Cette évolution nous semble aller à contre-sens de la nature de la mise au point : être un instrument correctif et non coercitif. Elle nous paraît liée à l’absence d’autres pouvoirs de sanction administrative, comme le prononcé d’un blâme, par exemple. Mais c’est un appel que ne forme par la Commission des sondages, alors qu’elle a pu le faire dans le passé. En ce qui nous concerne, nous proposons que de futures projets de loi se penchent sur la possibilité d’attribuer un pouvoir de sanction administrative à la Commission, qui ne dispose pour le moment que de la faculté, inadaptée, de saisir le juge pénal.

La Commission quant à elle préfère insister sur ses autres instruments pour faire appliquer le droit positif, à savoir l’ensemble des instruments informels, fondés sur les relations de confiance qu’elle entretient avec les instituts de sondage et, de plus en plus, les médias : sur ce point, on pourra renvoyer aux éléments développés dans la précédente exégèse du rapport de la Commission consacrée à ses méthodes de fonctionnement.

 

Les évolutions souhaitables du droit positif

Les prises de position précédentes de la Commission, qui considère le droit positif comme globalement satisfaisant, n’empêche pas celle-ci de se prononcer en faveur de certaines évolutions du droit positif.

C’est le cas concernant la définition du sondage électoral, comme nous l’avons vu, même si une telle évolution n’est sans doute pas l’aspect le plus urgent.

C’est aussi le cas concernant certaines règles déjà posées par la Commission des sondages, comme l’obligation d’indiquer le nom du commanditaire s’il est différent de l’acheteur du sondage ou les règles de méthode concernant la publication des sondages de second tour avant le premier. De ce point de vue, il nous semble que si la première hypothèse est fondée, dans la mesure où elle peut poser des problèmes juridiques de confidentialité et devrait donc être prise en charge par la loi, la seconde nous paraît moins utile.

Enfin, la Commission des sondages considère que l’idée d’intégrer davantage de statisticiens est à retenir. Une évolution intéressante qui va dans le sens d’une plus grande ouverture de la Commission des sondages, ce qui semble une bonne chose… à condition que le droit des sondages reste avant tout une question de droit !
◆ ◆ ◆ ◆
__TRAVAIL À FAIRE__
a) Dans le texte sur la Commission des sondages, recopiez le passage qui commence aux mots « Les prises de » et s'arrête après « paraît moins utile. », en remplaçant « sondage électoral » par « sondage politique ».
b) D'après le texte sur la Commission des sondages, quelle idée la Commission juge-t-elle bonne à retenir ?

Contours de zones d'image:
◆ ◆ ◆ ◆
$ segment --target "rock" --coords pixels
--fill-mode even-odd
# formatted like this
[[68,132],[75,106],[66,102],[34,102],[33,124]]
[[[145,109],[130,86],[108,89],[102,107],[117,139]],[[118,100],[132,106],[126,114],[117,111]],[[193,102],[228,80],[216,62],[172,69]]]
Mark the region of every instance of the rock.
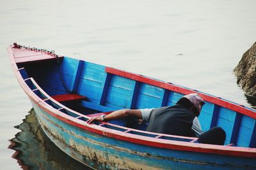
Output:
[[256,42],[244,53],[234,72],[245,93],[256,97]]

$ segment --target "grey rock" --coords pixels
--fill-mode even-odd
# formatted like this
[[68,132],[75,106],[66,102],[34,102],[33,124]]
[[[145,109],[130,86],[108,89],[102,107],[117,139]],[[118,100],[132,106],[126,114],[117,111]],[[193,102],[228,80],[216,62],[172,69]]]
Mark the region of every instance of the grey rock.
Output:
[[234,73],[244,92],[256,97],[256,42],[243,54]]

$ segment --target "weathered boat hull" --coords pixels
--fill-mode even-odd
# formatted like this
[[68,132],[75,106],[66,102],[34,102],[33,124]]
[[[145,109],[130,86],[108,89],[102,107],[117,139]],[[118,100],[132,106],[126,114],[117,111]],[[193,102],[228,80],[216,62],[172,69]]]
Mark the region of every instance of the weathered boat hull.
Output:
[[[44,132],[82,163],[94,161],[97,164],[89,166],[97,169],[256,168],[255,110],[97,64],[67,57],[56,62],[51,55],[17,45],[8,52]],[[69,94],[68,89],[76,94]],[[146,132],[146,124],[127,127],[122,120],[87,123],[92,117],[118,109],[172,106],[192,92],[206,101],[199,117],[202,130],[221,127],[227,133],[225,146]],[[70,103],[66,103],[68,98]]]
[[61,150],[96,169],[232,169],[256,167],[255,159],[180,152],[122,141],[77,128],[33,104],[45,133]]

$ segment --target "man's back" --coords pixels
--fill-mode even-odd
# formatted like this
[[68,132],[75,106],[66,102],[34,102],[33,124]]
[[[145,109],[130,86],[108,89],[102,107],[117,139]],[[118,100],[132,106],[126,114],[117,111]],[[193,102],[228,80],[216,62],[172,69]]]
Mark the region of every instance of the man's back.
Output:
[[154,109],[150,114],[147,131],[173,135],[195,136],[191,129],[195,115],[184,106]]

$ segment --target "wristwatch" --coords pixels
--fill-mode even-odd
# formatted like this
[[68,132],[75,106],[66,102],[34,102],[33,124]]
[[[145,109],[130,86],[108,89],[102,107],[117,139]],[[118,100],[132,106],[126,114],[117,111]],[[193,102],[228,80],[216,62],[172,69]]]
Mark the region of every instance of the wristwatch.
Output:
[[106,115],[101,115],[100,116],[101,121],[106,122],[106,120],[104,119],[104,117],[106,117]]

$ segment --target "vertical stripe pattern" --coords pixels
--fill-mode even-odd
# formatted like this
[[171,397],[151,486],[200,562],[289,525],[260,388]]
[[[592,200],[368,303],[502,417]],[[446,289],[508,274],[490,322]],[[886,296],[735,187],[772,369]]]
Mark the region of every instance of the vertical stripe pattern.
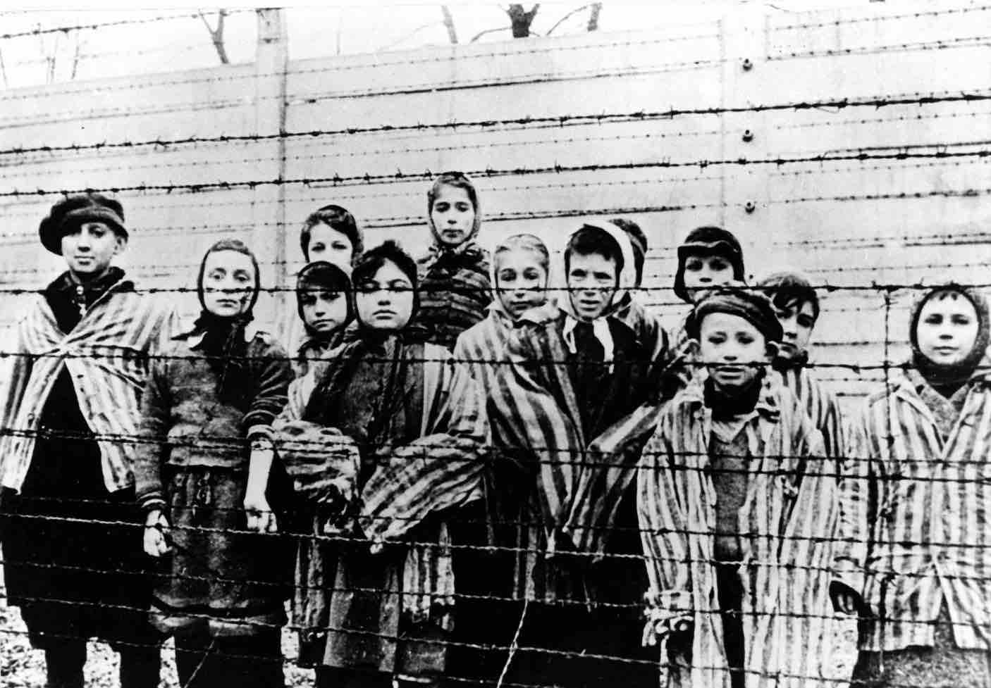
◆ ◆ ◆ ◆
__RÉPONSES DANS L'ORDRE__
a)
Les prises de position précédentes de la Commission, qui considère le droit positif comme globalement satisfaisant, n’empêche pas celle-ci de se prononcer en faveur de certaines évolutions du droit positif.

C’est le cas concernant la définition du sondage politique, comme nous l’avons vu, même si une telle évolution n’est sans doute pas l’aspect le plus urgent.

C’est aussi le cas concernant certaines règles déjà posées par la Commission des sondages, comme l’obligation d’indiquer le nom du commanditaire s’il est différent de l’acheteur du sondage ou les règles de méthode concernant la publication des sondages de second tour avant le premier. De ce point de vue, il nous semble que si la première hypothèse est fondée, dans la mesure où elle peut poser des problèmes juridiques de confidentialité et devrait donc être prise en charge par la loi, la seconde nous paraît moins utile.

b) Intégrer davantage de statisticiens.